╔══

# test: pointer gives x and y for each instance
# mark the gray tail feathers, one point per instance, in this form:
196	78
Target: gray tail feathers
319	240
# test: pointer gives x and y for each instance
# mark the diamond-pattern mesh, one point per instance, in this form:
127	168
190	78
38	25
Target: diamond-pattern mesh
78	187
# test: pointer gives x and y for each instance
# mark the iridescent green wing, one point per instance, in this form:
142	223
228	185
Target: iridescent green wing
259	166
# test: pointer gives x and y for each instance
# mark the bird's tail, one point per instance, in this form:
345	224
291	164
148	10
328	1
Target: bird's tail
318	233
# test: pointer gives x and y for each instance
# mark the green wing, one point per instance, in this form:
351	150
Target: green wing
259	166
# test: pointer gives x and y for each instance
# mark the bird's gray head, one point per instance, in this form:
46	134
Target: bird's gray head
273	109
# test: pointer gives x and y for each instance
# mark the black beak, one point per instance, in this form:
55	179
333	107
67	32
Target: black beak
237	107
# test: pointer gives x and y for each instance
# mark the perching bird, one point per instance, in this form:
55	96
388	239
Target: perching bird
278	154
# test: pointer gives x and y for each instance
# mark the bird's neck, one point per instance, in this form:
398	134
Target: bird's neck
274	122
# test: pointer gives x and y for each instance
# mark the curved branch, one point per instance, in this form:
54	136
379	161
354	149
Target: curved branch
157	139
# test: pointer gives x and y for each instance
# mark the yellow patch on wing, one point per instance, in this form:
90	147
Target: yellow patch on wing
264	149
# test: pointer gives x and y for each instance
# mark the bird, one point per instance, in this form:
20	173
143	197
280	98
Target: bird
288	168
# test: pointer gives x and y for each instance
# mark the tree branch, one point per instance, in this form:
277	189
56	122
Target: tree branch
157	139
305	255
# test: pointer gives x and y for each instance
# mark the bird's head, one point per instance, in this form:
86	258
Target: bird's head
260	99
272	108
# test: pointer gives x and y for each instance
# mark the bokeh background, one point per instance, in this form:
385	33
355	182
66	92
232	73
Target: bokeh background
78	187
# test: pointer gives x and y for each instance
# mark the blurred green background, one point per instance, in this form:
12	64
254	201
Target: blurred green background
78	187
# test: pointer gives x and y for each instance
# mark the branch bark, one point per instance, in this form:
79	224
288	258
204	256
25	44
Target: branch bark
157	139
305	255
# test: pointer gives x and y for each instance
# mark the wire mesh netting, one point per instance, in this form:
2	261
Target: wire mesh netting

╚══

** Aim of the exercise **
Provide an exact copy of all the material.

** Response to the task **
# test: pointer gives x and y for each instance
# mark the gray tail feathers, one point per instance, in this form:
196	78
Target: gray tail feathers
319	240
# test: pointer gives x and y for each instance
# mark the diamond-pattern mesh, one point per instance, in this form:
127	168
190	78
38	25
Target: diamond-pattern mesh
78	187
# test: pointer gives x and y for each instance
# mark the iridescent green wing, one point per instance, in this form:
142	223
228	185
Target: iridescent green wing
259	166
# test: pointer gives x and y for each instance
# mark the bird's tail, one point per instance, in this form:
345	224
291	164
148	10
328	1
Target: bird's tail
318	233
# test: pointer gives x and y for each instance
# mark the green wing, one point per instance, in this form:
351	150
Target: green wing
259	166
# test: pointer gives x and y for each instance
# mark the bird's gray head, one point per instance, in this form:
46	134
Target: bird's gray head
273	109
# test: pointer gives x and y for each instance
# mark the black beak, one point per instance, in this form:
55	179
333	107
67	32
Target: black beak
237	107
# test: pointer gives x and y for each instance
# mark the perching bird, one point per instance, in this form:
55	96
388	239
Target: perching bird
278	154
# test: pointer gives x and y for each instance
# mark the bird's neck, one point per instance, in this form:
398	134
Target: bird's neck
274	122
# test: pointer gives x and y for each instance
# mark the curved branch, one point per instance, in this form:
54	136
379	161
354	149
Target: curved branch
157	139
# test: pointer gives x and y for each instance
# mark the yellow patch on wing, one point per instance, in this form:
90	147
Target: yellow patch on wing
264	149
# test: pointer gives x and y for each instance
# mark the bird, one point per instance, in this form:
20	173
143	197
280	98
Target: bird
288	168
# test: pointer gives x and y for each instance
# mark the tree branch, one point per instance, in this form:
277	189
56	122
Target: tree branch
157	139
305	255
# test: pointer gives x and y for each instance
# mark the bird's head, one point per instance, in this form:
86	258
Target: bird's head
260	99
272	108
# test: pointer gives x and y for each instance
# mark the bokeh background, one point per instance, in this form:
385	33
355	182
66	92
232	73
Target: bokeh background
78	187
# test: pointer gives x and y for each instance
# mark the blurred green background, one point per instance, in this form:
12	64
254	201
Target: blurred green background
78	187
# test: pointer gives x and y for each instance
# mark the branch bark, one point per instance, in this form:
79	224
288	258
204	256
25	44
Target: branch bark
157	139
305	255
# test: pointer gives x and y for each instance
# mark the wire mesh netting, one point per instance, in this form:
2	261
Target: wire mesh netting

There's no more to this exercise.